I understand work permits will be restricted by the list of highly skilled and ineligible categories that apply to work permit applicants, which are very restrictive and exclusionary criteria. The current list indirectly discriminates against women, as the majority of employment categories eligible for work permits are in male-dominated jobs. Female asylum seekers would, then, be additionally adversely affected by this intern scheme as it currently stands.
Ar an gcéad dul síos, ba mhaith liom a rá go raibh cuid mhaith díomá faoin bplean agus faoin scéim a chur an tAire os comhair an choiste an tseachtain seo caite agus atá os ár gcomhair tráthnóna inniu. As I said last week in the committee, the Department appears to want garlands and congratulations for this measure, which is quite extraordinary given that despite the positive language and the move to engage fully with the consensus, since 1996 successive Governments have opposed the right to work for asylum seekers. This has been re-emphasised most recently in the International Protection Act 2015 and we are only discussing this directive and the right to work on the basis of the NHV v. the Minister for Justice and Equality last May. The Government now arrives with an interim measure that is impossibly restrictive and it is difficult to anticipate any asylum seeker being in a position to obtain work before the passing of the legislation.
The restrictions have been detailed and include having to pay over €30,000 per annum, with some 60 occupations excluded and a cost of between €500 and €1,000 for a work permit. That would be an extraordinarily high threshold if it applied to Irish citizens and many here would struggle to satisfy the criteria, let alone those who are fleeing war and oppression. To say this is a day late and a dollar short would be a bit of an understatement. The directive is an improvement and we support the Government's decision to transpose it but it needs to go back to the drawing board. Legislation will ultimately issue for the full implementation of the directive although, as Deputy O'Loughlin outlined, despite the fact that direct provision was intended as an interim measure, we are still dealing with it a long time later. The interim measures are simply not good enough and do not constitute a satisfactory right to work. I also believe this would be open to legal challenge in advance of the passing of primary legislation. The NHV judgment is far from perfect and I would have preferred the Supreme Court to have gone a degree further but there was a clear expectation that the Government would act and it has been quite slow to do so. The decision was made in May last year and we are only seeing action now.
= = =
STUDY QUESTIONS:
- a) In the passage on asylum seekers' right to work, what range of cost is given for a work permit?
- b) Decide whether each statement agrees with the passage on asylum seekers' right to work, and quote the words that settle it.
(i) Some 60 occupations are excluded from work permits.
(ii) The speaker supports the Government's decision to transpose the directive.
(iii) Most employment categories eligible for work permits are in female-dominated jobs.
The entries that follow come from a different source than the passage on asylum seekers' right to work.

DATA RECORDS:
= = =
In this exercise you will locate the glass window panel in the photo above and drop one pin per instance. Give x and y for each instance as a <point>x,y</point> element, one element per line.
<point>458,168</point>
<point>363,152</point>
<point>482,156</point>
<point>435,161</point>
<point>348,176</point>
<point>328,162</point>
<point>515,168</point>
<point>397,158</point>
= = =
TASK RESULTS:
- a) Between €500 and €1,000.

- b)
(i) Yes: "with some 60 occupations excluded"
(ii) Yes: "we support the Government's decision to transpose it"
(iii) No: "the majority of employment categories eligible for work permits are in male-dominated jobs"